### SHORT PROBLEM
Locate each line in the records that contains the word "instances" and copy those lines out in full.

-- Start DATASET --

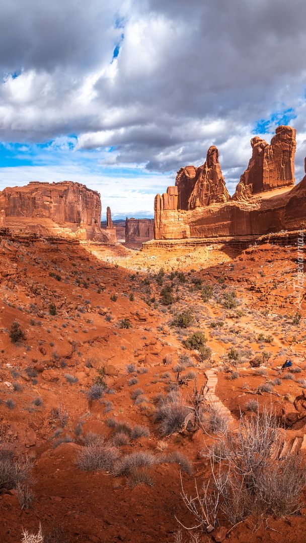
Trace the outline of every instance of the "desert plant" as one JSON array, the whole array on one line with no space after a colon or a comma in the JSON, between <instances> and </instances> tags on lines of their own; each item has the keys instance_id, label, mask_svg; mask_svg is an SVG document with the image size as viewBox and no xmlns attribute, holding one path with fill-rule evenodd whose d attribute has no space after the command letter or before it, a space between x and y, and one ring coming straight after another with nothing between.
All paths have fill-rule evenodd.
<instances>
[{"instance_id":1,"label":"desert plant","mask_svg":"<svg viewBox=\"0 0 306 543\"><path fill-rule=\"evenodd\" d=\"M162 437L182 430L190 409L178 402L161 405L155 412L155 420L161 421L159 427Z\"/></svg>"},{"instance_id":2,"label":"desert plant","mask_svg":"<svg viewBox=\"0 0 306 543\"><path fill-rule=\"evenodd\" d=\"M95 400L99 400L104 396L105 387L103 384L93 384L86 393L86 395L91 403Z\"/></svg>"},{"instance_id":3,"label":"desert plant","mask_svg":"<svg viewBox=\"0 0 306 543\"><path fill-rule=\"evenodd\" d=\"M21 339L25 338L26 334L22 331L20 323L17 321L15 321L11 325L9 336L12 343L16 343Z\"/></svg>"},{"instance_id":4,"label":"desert plant","mask_svg":"<svg viewBox=\"0 0 306 543\"><path fill-rule=\"evenodd\" d=\"M245 408L246 411L251 411L251 413L257 413L259 408L259 404L256 400L249 400L246 402Z\"/></svg>"},{"instance_id":5,"label":"desert plant","mask_svg":"<svg viewBox=\"0 0 306 543\"><path fill-rule=\"evenodd\" d=\"M139 438L148 438L149 435L148 428L141 425L136 425L132 431L130 437L131 439L138 439Z\"/></svg>"},{"instance_id":6,"label":"desert plant","mask_svg":"<svg viewBox=\"0 0 306 543\"><path fill-rule=\"evenodd\" d=\"M187 349L190 350L197 349L199 350L201 348L204 346L207 341L207 338L203 332L195 332L193 334L190 334L186 339L184 342L184 345Z\"/></svg>"},{"instance_id":7,"label":"desert plant","mask_svg":"<svg viewBox=\"0 0 306 543\"><path fill-rule=\"evenodd\" d=\"M132 323L128 319L123 319L119 323L119 328L132 328Z\"/></svg>"},{"instance_id":8,"label":"desert plant","mask_svg":"<svg viewBox=\"0 0 306 543\"><path fill-rule=\"evenodd\" d=\"M56 315L57 314L57 308L54 304L49 304L49 313L51 315Z\"/></svg>"},{"instance_id":9,"label":"desert plant","mask_svg":"<svg viewBox=\"0 0 306 543\"><path fill-rule=\"evenodd\" d=\"M119 454L114 447L107 445L90 444L82 447L77 459L77 465L85 471L113 470Z\"/></svg>"},{"instance_id":10,"label":"desert plant","mask_svg":"<svg viewBox=\"0 0 306 543\"><path fill-rule=\"evenodd\" d=\"M178 326L179 328L188 328L193 321L194 317L190 310L178 313L175 315L171 323L172 326Z\"/></svg>"},{"instance_id":11,"label":"desert plant","mask_svg":"<svg viewBox=\"0 0 306 543\"><path fill-rule=\"evenodd\" d=\"M135 468L151 468L156 463L155 457L150 452L133 452L119 460L115 467L115 475L117 476L128 475L131 470Z\"/></svg>"}]
</instances>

-- End DATASET --

### RESPONSE TO THIS TASK
Trace the outline of every instance of the "desert plant" as one JSON array, the whole array on one line with no space after a colon or a comma in the JSON, between <instances> and </instances> tags on lines of their own; each item has the keys instance_id, label, mask_svg; mask_svg is an SVG document with the image size as viewBox and no xmlns attribute, holding one path with fill-rule evenodd whose d attribute has no space after the command letter or before it, a space between x and y, and one ring coming straight after another with nothing between.
<instances>
</instances>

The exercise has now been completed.